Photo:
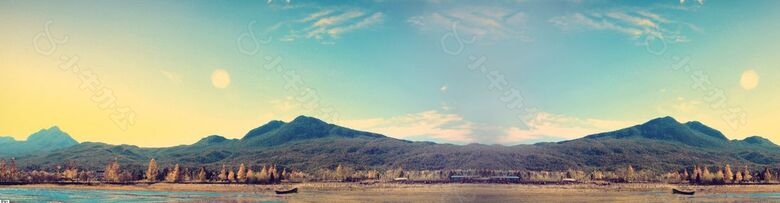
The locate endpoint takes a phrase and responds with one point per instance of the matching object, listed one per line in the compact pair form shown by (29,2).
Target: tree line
(273,174)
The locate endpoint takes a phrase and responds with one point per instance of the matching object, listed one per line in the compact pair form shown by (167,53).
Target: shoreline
(333,187)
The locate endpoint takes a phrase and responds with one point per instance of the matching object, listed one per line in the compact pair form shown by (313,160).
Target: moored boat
(675,191)
(294,190)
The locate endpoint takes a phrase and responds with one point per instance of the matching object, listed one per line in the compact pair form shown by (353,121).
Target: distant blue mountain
(43,141)
(310,144)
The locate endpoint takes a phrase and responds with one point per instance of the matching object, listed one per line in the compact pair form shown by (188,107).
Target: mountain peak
(698,126)
(300,128)
(663,120)
(212,139)
(268,127)
(669,129)
(307,120)
(52,136)
(758,140)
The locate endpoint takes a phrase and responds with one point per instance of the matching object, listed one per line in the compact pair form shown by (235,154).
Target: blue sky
(584,65)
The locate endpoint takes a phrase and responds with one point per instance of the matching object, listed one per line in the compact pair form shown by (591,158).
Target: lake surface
(444,194)
(82,195)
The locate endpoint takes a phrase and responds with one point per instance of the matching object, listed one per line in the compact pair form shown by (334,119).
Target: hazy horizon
(450,72)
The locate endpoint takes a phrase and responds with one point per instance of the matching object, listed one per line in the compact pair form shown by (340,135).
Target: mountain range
(43,141)
(309,144)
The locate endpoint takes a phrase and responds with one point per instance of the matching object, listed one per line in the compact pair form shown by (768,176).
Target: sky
(165,73)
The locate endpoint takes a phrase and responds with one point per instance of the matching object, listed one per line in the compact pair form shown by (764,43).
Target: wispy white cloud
(171,76)
(486,23)
(442,126)
(552,127)
(329,24)
(434,124)
(635,24)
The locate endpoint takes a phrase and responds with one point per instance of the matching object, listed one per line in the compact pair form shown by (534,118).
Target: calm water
(76,195)
(79,195)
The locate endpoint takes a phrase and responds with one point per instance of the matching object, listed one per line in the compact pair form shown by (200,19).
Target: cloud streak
(330,24)
(634,24)
(486,23)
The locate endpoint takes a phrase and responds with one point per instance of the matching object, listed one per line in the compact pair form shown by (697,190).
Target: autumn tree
(112,173)
(738,177)
(766,176)
(263,176)
(630,174)
(223,173)
(250,175)
(174,175)
(202,174)
(151,172)
(241,174)
(71,174)
(231,176)
(728,176)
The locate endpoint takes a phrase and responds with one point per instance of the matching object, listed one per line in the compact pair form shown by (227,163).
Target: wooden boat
(294,190)
(675,191)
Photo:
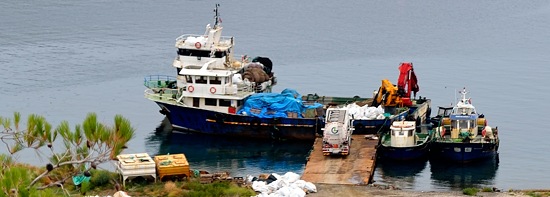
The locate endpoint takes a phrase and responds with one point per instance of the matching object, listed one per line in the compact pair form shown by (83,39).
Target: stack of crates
(172,165)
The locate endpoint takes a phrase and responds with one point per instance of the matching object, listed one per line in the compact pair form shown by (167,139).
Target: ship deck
(355,169)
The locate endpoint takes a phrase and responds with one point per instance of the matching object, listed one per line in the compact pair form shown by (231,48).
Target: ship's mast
(216,16)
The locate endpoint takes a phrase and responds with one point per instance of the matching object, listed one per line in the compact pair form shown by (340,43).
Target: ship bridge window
(210,102)
(194,52)
(220,54)
(201,79)
(188,78)
(215,80)
(225,102)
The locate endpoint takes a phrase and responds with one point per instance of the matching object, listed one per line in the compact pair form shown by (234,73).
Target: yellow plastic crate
(172,165)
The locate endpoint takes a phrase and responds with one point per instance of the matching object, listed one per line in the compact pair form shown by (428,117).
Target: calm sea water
(63,59)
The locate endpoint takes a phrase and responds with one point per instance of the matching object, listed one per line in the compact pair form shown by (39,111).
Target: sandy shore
(351,190)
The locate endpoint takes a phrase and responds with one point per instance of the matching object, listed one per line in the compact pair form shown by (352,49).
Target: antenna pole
(216,16)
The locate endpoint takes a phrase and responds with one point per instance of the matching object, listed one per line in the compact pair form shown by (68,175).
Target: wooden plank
(357,168)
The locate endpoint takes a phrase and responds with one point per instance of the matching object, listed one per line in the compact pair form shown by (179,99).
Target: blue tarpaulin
(275,105)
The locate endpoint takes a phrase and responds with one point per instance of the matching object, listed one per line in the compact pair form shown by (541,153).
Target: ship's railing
(161,94)
(223,39)
(160,81)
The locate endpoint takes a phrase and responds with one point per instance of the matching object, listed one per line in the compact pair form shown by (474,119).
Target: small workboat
(462,135)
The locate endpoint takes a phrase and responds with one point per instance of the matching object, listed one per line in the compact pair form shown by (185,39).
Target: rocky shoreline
(355,190)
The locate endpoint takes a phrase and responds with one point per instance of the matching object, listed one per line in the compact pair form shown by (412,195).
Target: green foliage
(91,142)
(470,191)
(217,189)
(85,187)
(14,180)
(101,178)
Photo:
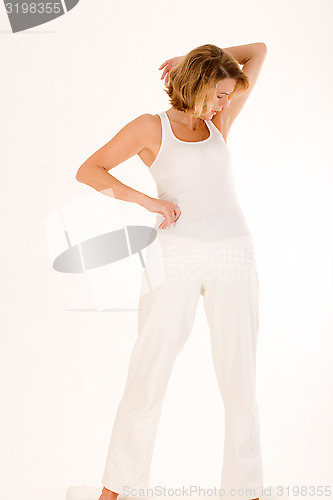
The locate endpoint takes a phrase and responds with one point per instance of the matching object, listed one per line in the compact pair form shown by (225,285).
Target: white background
(66,88)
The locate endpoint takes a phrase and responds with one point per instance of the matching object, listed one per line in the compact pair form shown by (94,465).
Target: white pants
(225,274)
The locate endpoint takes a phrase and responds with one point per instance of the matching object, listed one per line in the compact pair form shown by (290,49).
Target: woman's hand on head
(168,209)
(168,65)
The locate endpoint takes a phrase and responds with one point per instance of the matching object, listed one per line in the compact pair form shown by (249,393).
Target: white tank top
(198,178)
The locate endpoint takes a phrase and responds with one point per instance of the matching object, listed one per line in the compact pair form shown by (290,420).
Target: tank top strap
(167,132)
(166,127)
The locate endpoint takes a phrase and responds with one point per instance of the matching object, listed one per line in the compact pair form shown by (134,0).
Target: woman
(207,249)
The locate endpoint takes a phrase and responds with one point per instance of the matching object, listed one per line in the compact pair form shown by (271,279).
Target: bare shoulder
(152,132)
(220,121)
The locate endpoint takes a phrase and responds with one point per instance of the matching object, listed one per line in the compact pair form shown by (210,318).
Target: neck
(185,119)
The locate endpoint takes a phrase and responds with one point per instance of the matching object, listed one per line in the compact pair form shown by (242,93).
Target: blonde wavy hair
(193,81)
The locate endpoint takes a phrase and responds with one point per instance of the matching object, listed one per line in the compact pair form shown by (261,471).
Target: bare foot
(108,494)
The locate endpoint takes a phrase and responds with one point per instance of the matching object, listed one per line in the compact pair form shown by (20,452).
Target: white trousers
(225,274)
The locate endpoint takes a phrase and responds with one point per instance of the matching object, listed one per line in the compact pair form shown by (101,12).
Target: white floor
(93,493)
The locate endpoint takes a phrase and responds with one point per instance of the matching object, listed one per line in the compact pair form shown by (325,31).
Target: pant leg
(165,319)
(231,303)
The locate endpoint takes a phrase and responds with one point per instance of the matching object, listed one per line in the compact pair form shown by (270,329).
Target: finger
(166,70)
(163,64)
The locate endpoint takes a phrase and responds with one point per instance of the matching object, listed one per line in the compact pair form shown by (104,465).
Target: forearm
(242,53)
(100,179)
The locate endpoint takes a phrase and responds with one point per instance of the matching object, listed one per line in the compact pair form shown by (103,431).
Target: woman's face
(220,98)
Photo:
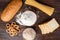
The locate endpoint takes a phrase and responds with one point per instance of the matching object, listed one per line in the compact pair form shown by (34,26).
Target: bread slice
(49,27)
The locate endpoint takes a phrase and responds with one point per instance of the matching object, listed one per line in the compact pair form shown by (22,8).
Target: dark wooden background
(41,19)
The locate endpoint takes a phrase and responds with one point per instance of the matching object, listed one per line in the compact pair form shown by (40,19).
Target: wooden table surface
(42,18)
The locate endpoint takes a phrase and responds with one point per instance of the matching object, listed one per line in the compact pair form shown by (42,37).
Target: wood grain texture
(42,18)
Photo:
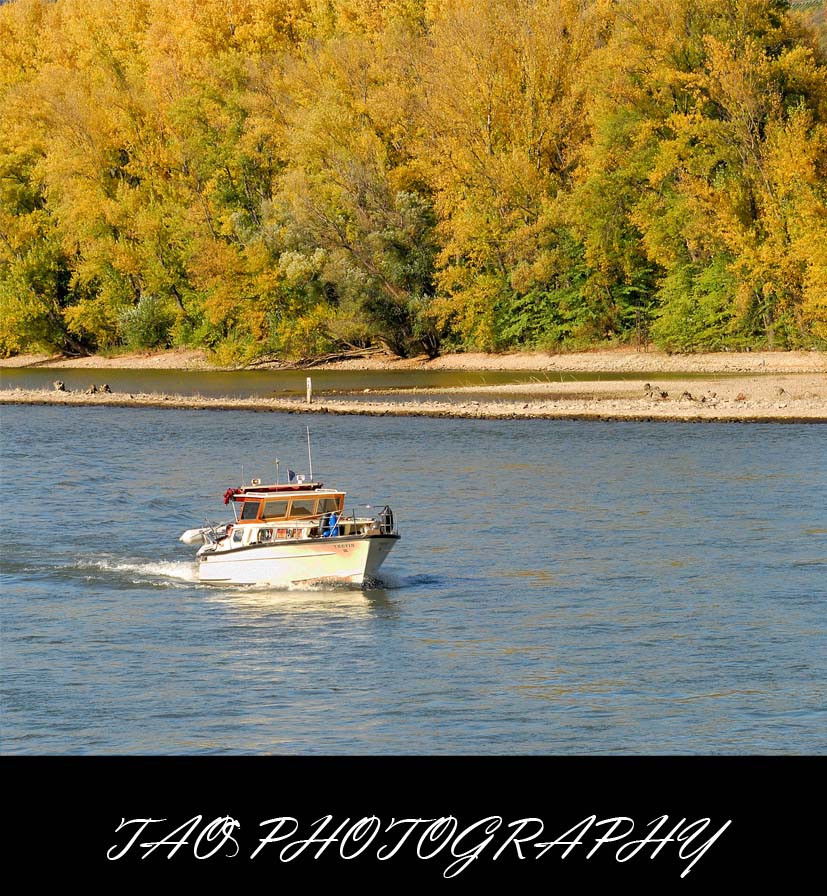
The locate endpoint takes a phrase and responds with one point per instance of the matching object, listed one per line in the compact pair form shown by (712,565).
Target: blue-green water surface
(560,587)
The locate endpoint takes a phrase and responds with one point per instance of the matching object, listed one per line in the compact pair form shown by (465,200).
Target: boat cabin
(271,513)
(285,503)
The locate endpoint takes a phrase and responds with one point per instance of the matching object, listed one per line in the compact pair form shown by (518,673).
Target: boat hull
(340,560)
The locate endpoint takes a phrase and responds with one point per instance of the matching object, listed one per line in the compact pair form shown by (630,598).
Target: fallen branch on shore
(316,361)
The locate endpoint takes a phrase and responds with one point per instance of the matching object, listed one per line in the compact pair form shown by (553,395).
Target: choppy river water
(560,587)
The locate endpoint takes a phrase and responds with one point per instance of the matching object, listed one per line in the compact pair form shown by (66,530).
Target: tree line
(293,177)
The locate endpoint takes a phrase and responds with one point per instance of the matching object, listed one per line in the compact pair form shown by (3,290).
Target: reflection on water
(269,601)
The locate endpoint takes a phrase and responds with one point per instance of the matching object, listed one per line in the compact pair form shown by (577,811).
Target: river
(560,587)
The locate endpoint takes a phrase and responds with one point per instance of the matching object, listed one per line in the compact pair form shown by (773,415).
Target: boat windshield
(305,507)
(250,511)
(274,510)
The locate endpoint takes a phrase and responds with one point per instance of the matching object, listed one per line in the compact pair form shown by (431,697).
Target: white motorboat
(292,534)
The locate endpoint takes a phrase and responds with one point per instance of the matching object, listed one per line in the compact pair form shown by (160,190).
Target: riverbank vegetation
(294,177)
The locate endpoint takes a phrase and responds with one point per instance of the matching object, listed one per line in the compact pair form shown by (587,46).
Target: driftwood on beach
(272,358)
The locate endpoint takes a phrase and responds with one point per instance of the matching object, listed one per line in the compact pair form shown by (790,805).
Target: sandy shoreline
(749,386)
(603,360)
(789,398)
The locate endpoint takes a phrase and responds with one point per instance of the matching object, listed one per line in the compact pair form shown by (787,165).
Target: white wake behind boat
(292,534)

====

> Stated exercise
Give again the lines from the line holding "shown by (790,805)." through the close of the listing, both included, exactly as written and with nothing else.

> Worked solution
The locate endpoint takes a phrase and responds with one point per instance of the matching object, listed one per line in the compact pair form shown by (790,805).
Target: sandy shoreline
(749,386)
(603,360)
(789,398)
The locate endpoint takes a phrase and responds with one point per instance of the matching object, listed one per line in the compact pair form shown by (787,165).
Target: white wake behind boat
(292,534)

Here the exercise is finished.